[Stored data]

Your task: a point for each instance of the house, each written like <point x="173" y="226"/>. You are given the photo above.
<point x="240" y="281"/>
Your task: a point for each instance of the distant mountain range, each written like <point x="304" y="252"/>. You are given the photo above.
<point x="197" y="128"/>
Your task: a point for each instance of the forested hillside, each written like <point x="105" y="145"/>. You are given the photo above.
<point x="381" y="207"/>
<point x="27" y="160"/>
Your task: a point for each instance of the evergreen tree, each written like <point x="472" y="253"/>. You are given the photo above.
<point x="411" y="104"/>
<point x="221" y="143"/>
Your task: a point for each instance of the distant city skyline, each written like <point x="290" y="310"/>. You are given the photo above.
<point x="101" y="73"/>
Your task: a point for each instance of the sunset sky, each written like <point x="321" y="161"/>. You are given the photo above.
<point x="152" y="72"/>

> _WHAT IS REQUIRED_: Once the line that contains "Your task: a point for each instance of the sunset" is found, please give it again exactly, along with each line that comes after it, through the last line of the entries.

> _RESPONSE TO THE EXERCISE_:
Your task: a point for each instance of the sunset sky, each written like <point x="321" y="161"/>. You are given the photo above.
<point x="152" y="72"/>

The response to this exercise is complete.